Provided information:
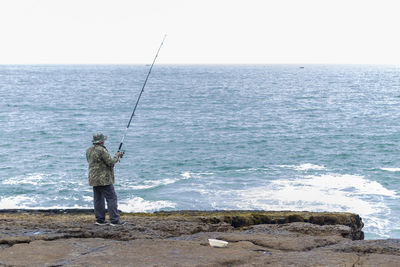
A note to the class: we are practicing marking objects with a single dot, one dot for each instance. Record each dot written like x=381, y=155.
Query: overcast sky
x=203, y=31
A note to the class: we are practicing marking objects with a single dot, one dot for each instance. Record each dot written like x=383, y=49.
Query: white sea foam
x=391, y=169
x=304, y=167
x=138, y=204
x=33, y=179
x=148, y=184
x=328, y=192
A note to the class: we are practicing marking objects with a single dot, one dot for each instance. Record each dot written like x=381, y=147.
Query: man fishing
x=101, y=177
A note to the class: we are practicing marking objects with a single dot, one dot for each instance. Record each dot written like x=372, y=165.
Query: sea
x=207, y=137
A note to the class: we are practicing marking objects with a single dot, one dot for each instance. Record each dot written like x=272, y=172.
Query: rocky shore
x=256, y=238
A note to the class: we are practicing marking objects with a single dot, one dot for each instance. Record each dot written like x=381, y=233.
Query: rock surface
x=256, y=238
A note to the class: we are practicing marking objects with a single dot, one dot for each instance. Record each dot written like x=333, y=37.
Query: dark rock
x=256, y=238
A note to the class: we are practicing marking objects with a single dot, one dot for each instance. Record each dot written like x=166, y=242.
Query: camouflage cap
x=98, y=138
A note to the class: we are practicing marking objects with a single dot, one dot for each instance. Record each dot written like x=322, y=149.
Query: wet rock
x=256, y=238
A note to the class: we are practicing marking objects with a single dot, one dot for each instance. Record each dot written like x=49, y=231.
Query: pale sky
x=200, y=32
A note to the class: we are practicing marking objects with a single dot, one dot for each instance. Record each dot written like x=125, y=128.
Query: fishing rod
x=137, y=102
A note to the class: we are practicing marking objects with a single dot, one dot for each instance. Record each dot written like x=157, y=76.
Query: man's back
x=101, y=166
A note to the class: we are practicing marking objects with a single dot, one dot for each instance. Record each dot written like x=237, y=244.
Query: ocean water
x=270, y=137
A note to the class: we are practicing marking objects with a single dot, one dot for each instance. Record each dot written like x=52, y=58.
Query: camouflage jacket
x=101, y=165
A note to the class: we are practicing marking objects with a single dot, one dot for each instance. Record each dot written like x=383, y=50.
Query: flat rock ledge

==

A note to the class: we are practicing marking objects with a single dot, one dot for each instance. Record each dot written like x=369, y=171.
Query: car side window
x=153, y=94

Exercise directions: In the records above, the line with "Query: man's back" marks the start and the line with "Query: flat rock ledge" marks the end; copy that stretch exactly, both lines included, and nothing else.

Task answer:
Query: man's back
x=101, y=166
A note to the class: we are practicing marking objects with a single dot, one dot for each instance. Record each dot written like x=237, y=244.
Query: ocean water
x=270, y=137
A note to the class: we are practicing marking objects with a single dot, one dot for each instance. Record each dot written like x=52, y=58.
Query: camouflage jacket
x=101, y=165
A note to the class: we are practicing marking objects with a single dot, one dot for each instance. Record each dot written like x=383, y=50.
Query: flat rock ledge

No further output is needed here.